━━ Supplied records

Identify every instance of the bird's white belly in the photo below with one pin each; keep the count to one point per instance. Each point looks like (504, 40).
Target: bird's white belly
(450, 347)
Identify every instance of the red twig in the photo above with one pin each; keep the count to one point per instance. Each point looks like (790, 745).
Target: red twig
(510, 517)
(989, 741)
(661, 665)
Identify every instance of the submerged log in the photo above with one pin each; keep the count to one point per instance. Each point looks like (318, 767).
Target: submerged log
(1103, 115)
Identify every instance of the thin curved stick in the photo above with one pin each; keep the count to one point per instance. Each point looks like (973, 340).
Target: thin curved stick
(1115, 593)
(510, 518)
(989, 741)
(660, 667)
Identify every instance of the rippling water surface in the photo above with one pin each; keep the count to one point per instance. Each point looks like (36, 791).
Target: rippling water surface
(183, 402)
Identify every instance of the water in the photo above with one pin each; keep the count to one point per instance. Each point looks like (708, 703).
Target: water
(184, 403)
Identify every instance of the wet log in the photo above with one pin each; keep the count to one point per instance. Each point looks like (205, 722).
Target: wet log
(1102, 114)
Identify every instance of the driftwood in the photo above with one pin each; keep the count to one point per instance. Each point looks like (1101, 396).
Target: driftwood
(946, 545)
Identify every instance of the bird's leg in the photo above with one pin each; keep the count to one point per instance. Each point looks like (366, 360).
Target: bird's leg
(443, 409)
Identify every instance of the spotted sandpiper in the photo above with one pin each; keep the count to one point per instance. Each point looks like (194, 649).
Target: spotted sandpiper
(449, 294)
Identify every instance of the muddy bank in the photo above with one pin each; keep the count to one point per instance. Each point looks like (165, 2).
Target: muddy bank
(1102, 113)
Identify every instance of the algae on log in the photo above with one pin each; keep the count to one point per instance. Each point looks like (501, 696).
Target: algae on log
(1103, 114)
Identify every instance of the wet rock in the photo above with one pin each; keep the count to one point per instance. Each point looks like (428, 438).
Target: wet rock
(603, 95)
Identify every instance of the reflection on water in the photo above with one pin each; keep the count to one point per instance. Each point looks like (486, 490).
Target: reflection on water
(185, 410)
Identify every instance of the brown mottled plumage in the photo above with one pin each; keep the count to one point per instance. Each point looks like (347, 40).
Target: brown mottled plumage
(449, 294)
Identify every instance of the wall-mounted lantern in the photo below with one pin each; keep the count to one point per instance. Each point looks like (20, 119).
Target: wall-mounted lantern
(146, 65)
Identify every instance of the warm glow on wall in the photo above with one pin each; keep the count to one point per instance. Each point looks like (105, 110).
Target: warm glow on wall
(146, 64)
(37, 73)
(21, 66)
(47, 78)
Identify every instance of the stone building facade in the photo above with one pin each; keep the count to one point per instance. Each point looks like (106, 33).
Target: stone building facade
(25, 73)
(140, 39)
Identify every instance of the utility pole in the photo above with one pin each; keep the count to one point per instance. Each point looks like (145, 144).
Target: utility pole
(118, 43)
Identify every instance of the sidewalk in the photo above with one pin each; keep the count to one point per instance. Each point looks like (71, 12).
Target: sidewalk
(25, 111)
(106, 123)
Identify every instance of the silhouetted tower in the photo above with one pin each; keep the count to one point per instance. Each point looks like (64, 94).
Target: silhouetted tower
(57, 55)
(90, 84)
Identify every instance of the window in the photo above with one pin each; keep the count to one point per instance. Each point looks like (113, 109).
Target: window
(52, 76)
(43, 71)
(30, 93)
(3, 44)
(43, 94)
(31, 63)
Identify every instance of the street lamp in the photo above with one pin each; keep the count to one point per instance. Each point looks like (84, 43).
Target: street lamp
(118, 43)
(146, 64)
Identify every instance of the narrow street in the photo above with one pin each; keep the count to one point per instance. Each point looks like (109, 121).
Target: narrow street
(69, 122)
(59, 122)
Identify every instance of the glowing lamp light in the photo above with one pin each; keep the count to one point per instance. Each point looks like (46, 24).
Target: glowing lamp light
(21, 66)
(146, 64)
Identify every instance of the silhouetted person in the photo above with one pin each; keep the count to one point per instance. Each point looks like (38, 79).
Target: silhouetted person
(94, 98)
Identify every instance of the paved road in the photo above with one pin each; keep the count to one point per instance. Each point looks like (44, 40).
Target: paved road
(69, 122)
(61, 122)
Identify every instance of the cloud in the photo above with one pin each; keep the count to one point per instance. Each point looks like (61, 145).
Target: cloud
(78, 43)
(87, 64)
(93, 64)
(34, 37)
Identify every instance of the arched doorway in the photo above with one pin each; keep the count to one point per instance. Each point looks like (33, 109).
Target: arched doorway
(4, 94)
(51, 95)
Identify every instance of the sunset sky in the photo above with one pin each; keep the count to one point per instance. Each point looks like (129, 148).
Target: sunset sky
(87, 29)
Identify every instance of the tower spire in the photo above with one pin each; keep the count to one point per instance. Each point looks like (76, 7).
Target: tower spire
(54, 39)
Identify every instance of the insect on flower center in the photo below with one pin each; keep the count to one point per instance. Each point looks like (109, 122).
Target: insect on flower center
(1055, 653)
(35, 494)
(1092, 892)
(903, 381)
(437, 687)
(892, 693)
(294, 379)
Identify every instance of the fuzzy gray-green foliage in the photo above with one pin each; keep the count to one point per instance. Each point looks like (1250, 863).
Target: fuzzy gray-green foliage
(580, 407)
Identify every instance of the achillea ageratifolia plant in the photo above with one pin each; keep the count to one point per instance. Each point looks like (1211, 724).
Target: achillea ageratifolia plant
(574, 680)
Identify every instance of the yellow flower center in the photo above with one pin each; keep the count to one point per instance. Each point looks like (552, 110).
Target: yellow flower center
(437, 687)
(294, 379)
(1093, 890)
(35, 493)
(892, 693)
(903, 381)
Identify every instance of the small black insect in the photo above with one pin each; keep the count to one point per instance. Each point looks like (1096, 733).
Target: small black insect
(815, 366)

━━━━

**Work instructions:** Transcribe each record exactly as it is written above.

**Answer for this exercise:**
Identify every instance of the bird's white belly in the photo below with one pin each; keep the count to one point per instance. Each point looks like (504, 40).
Target: bird's white belly
(450, 347)
Identify every instance of the red twig in the photo above with one pin each; keep the count to one point per instance. Each point looks like (790, 745).
Target: red twig
(510, 517)
(989, 741)
(661, 665)
Identify every instance of the submerged log in the photo above with one pin each; keep the count to one point per instance. Each point looks like (318, 767).
Target: submerged log
(1103, 115)
Identify every instance of the thin curved stick in the photo above with one pin each; keep the count to one point per instance. Each point looks like (973, 340).
Target: thin curved stick
(1115, 593)
(510, 518)
(989, 741)
(660, 667)
Identify every instance of the rippling water surface in the photo above with one pin each; keep the count to one point per instance. Each point looks like (36, 791).
Target: rippling water surface
(183, 402)
Identify every instance of the water in the photo above with one pin each; keep the count to one point per instance. Each point looks like (708, 703).
Target: water
(184, 403)
Identify every instance of the wet log in the photo above with one pin each; keep the count to one point per instance. Each point looks like (205, 722).
Target: wet log
(1102, 114)
Identify every instance of the driftwood in the photo above with one pin each; keep the count to one point per instance. Each point looks like (1101, 396).
Target: driftwood
(946, 545)
Identify every instance of the bird's leg in the photo above with one pin each; keep the count to one point per instance. Each point looks like (366, 360).
Target: bird's leg
(443, 409)
Identify every instance of the spotted sandpiper in the photo above with one pin each; keep the count to one point per instance. Each point looks like (194, 649).
Target: spotted sandpiper
(449, 294)
Identify every instance of the muddy bank in the photo above with one pin each; keep the count to one point per instance. Each point looks like (165, 2).
Target: muddy bank
(1102, 113)
Identify every instance of the algae on log in the photo above with one pin each; keep the count to one point per instance. Each point looks like (501, 696).
Target: algae on log
(1103, 114)
Identify every instance of the wet rock in the photo above with one pin each; keep the count to one point per instance. Each point looks like (428, 438).
Target: wet rock
(603, 95)
Identify every instance of the reflection on water in the photo above with one pin each; keep the count to one point per instance. Each point looks like (486, 490).
Target: reflection on water
(185, 410)
Identify every instance of the brown mottled plumage in the photo above with one pin each; keep the count to one point per instance. Each point looks like (347, 40).
Target: brown mottled plumage
(449, 294)
Identify every instance of the wall-mounted lantern in the photo below with one pin each; keep the count to one point per instance. Each point looks like (20, 119).
Target: wall-mounted lantern
(146, 65)
Identify every instance of the warm glow on wall in the photo above with one pin each; keep the count to one point per instance. Each point looks like (105, 110).
Target: warm glow on wall
(146, 64)
(37, 73)
(21, 66)
(47, 78)
Identify every instance of the stone building facade in the photo above with one pin each; keep the count to one point per instance. Each point looks like (106, 33).
Target: stone building facade
(25, 73)
(140, 39)
Identify every instance of the utility pole in the photo above with one pin each; keep the count to one point per instance. Each point looks like (145, 144).
Target: utility pole
(118, 43)
Identify every instance of the sidewalk in the photo above with one pin each; keep the count to one point per instance. Each point looks like (71, 12).
Target: sidewalk
(25, 111)
(106, 123)
Identify every instance of the silhouetted tower in the photo above with one pin each; keep the count to one point per instance. Each point looks like (64, 94).
Target: silhouetted tower
(57, 55)
(90, 84)
Identify every instance of the window in the photo above with one pin each; keep the count to one point per instance. Each point looks like (113, 109).
Target: window
(52, 76)
(43, 71)
(30, 93)
(3, 44)
(43, 94)
(31, 63)
Identify every instance of the street lamp in the photo above with one pin each; keep the count to one point per instance. Each point looks like (84, 43).
Target: street lamp
(118, 43)
(146, 64)
Identify every instance of the narrow street in the photo above with one pin each; keep the count to one point per instance. Each point looks like (109, 121).
Target: narrow street
(69, 122)
(59, 122)
Identify every instance of the glowing lamp light in the photo above with one pin each; keep the count to one point per instance. Each point looks like (46, 24).
Target: glowing lamp light
(21, 66)
(146, 64)
Identify every instance of the silhouetted person in the photo above with one pin each; keep the count to one point per instance. Each point looks like (38, 79).
Target: silhouetted person
(94, 98)
Identify every instance of the paved road in the photo above with one pin each; keep the count to one point per instance. Each point looks like (44, 40).
Target: paved road
(69, 122)
(61, 122)
Identify every instance of the cloud in the photo above with one pin each; keep the count to one point per instance. Each point looks like (61, 145).
Target: cloud
(78, 43)
(87, 64)
(93, 64)
(34, 37)
Identify every instance of the arched doorway in the photo above with one pin each; keep the count to one point per instance. Each point looks like (33, 109).
Target: arched doorway
(4, 94)
(51, 95)
Identify every instance of the sunset sky in the photo above with one pin each; keep the count to one point per instance. Each point looks like (129, 148).
Target: sunset sky
(87, 29)
Identify every instance of the tower spire in the photo above with one pin each; keep the count to one point per instance. Each point looks like (76, 7).
Target: tower spire
(54, 39)
Identify every instance of the insect on flower center in the photo below with one pin each; keep the count to one point per instance. Each point looks like (109, 122).
Target: insect on flower center
(1055, 653)
(35, 494)
(1092, 892)
(903, 381)
(437, 687)
(892, 693)
(294, 379)
Identify every instance of the fuzzy gray-green foliage in the photo above with one pin each; keep the count to one point per instance. Each point looks like (1250, 863).
Target: fuzzy gray-green foliage
(580, 407)
Identify every instance of the achillea ageratifolia plant in the photo above with one pin each; keep the count to one point per instance. Each point looks like (1211, 724).
Target: achillea ageratifolia plant
(574, 680)
Identify every instance of the yellow flower center in the photo above with one pin each; keep the count to one point per instance. Each point looks like (552, 110).
Target: yellow flower center
(437, 687)
(294, 379)
(1093, 890)
(35, 493)
(892, 693)
(903, 381)
Identify every instance of the small black insect in the photo above with one pin each; keep the count to one point per instance. Each point looks like (1096, 733).
Target: small black insect
(815, 366)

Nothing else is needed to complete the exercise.